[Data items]
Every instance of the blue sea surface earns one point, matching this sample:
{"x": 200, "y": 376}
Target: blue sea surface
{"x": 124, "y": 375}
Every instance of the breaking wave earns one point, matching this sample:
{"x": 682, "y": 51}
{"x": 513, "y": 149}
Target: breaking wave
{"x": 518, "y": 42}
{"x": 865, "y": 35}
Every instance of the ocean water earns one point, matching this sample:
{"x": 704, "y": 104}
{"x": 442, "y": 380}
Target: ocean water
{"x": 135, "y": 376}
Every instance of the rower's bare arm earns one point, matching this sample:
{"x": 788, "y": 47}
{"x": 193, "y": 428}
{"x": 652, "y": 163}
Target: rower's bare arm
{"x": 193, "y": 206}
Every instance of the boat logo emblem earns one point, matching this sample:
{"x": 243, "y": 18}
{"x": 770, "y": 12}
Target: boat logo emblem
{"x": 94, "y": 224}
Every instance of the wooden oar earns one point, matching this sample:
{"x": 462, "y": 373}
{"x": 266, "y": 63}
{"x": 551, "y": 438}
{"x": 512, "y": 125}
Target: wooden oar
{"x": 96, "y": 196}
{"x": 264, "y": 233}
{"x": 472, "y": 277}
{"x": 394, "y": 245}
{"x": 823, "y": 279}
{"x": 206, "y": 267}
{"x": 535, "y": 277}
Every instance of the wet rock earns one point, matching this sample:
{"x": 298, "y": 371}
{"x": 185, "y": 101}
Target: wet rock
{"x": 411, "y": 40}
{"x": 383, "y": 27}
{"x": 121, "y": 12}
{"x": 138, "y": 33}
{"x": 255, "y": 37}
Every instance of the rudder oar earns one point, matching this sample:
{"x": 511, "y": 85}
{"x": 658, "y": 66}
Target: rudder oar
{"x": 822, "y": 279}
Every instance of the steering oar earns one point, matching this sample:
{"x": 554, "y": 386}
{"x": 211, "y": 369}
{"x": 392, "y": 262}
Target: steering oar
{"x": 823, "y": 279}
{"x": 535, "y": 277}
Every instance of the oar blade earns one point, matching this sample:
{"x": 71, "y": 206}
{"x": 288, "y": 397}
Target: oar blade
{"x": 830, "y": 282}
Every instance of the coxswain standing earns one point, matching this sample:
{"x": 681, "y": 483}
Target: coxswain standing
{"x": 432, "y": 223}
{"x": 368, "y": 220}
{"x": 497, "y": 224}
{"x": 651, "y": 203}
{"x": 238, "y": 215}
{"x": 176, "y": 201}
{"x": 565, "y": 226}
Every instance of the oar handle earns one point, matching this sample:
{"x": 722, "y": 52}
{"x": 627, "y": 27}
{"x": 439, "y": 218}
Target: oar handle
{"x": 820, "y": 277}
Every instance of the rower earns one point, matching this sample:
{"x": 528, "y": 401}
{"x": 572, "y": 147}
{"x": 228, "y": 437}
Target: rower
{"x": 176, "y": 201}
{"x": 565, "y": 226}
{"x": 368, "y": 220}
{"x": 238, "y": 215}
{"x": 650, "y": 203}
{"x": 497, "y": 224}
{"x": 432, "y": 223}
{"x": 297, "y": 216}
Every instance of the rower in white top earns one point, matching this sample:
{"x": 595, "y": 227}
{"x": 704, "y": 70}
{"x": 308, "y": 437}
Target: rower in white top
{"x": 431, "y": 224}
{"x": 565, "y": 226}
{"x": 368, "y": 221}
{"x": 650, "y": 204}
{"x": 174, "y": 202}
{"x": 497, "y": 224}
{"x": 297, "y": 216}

* **TASK ITEM**
Copy the whole of the data above exactly.

* **ANSWER FOR THIS EXERCISE**
Every instance of the blue sea surface earns one point, matching this sample:
{"x": 200, "y": 376}
Target: blue sea surface
{"x": 124, "y": 375}
Every instance of the breaking wave earns one point, matching this sample:
{"x": 682, "y": 51}
{"x": 513, "y": 149}
Target: breaking wave
{"x": 518, "y": 42}
{"x": 865, "y": 35}
Every instance of the ocean water earns one point, matching this sample:
{"x": 704, "y": 104}
{"x": 442, "y": 380}
Target: ocean water
{"x": 135, "y": 376}
Every instance of the rower's bare arm earns one point, matching this sample:
{"x": 788, "y": 47}
{"x": 193, "y": 428}
{"x": 652, "y": 163}
Target: rower's bare arm
{"x": 193, "y": 206}
Every instance of the boat logo emblem earns one point, matching this sample:
{"x": 243, "y": 18}
{"x": 770, "y": 12}
Target: boat logo emblem
{"x": 94, "y": 224}
Every instance of the wooden oar earns one point, matching this sample:
{"x": 462, "y": 373}
{"x": 266, "y": 63}
{"x": 551, "y": 438}
{"x": 512, "y": 125}
Target: wooden oar
{"x": 96, "y": 196}
{"x": 264, "y": 233}
{"x": 472, "y": 277}
{"x": 394, "y": 245}
{"x": 823, "y": 279}
{"x": 206, "y": 267}
{"x": 535, "y": 277}
Every instance of the wet rock earns one point, matching this sample:
{"x": 298, "y": 371}
{"x": 185, "y": 101}
Target: wet rock
{"x": 411, "y": 40}
{"x": 383, "y": 27}
{"x": 121, "y": 12}
{"x": 138, "y": 33}
{"x": 255, "y": 37}
Every instance of the rudder oar earns one point, matching this sample:
{"x": 511, "y": 85}
{"x": 658, "y": 66}
Target: rudder oar
{"x": 822, "y": 279}
Every instance of the steering oar earns one point, matching this sample:
{"x": 554, "y": 386}
{"x": 211, "y": 369}
{"x": 392, "y": 262}
Target: steering oar
{"x": 823, "y": 279}
{"x": 535, "y": 277}
Every instance of the oar blade earns one point, matching this sample:
{"x": 71, "y": 206}
{"x": 288, "y": 397}
Target: oar blade
{"x": 830, "y": 282}
Every instance of the coxswain standing earns one point, matching this sample:
{"x": 681, "y": 483}
Target: coxswain standing
{"x": 432, "y": 223}
{"x": 368, "y": 220}
{"x": 497, "y": 224}
{"x": 651, "y": 203}
{"x": 238, "y": 215}
{"x": 176, "y": 201}
{"x": 565, "y": 226}
Every instance of the oar handle earns one point, matching this sample:
{"x": 722, "y": 52}
{"x": 627, "y": 27}
{"x": 439, "y": 218}
Target: oar handle
{"x": 820, "y": 277}
Every instance of the rower earns one point, matching this sample:
{"x": 528, "y": 401}
{"x": 572, "y": 147}
{"x": 228, "y": 437}
Target: rower
{"x": 176, "y": 201}
{"x": 565, "y": 226}
{"x": 368, "y": 220}
{"x": 238, "y": 215}
{"x": 650, "y": 203}
{"x": 497, "y": 224}
{"x": 432, "y": 223}
{"x": 297, "y": 216}
Every instance of the rower in white top earns one point, matching this sample:
{"x": 595, "y": 227}
{"x": 704, "y": 70}
{"x": 308, "y": 437}
Target: rower in white top
{"x": 431, "y": 224}
{"x": 565, "y": 226}
{"x": 368, "y": 221}
{"x": 650, "y": 204}
{"x": 174, "y": 202}
{"x": 497, "y": 224}
{"x": 297, "y": 216}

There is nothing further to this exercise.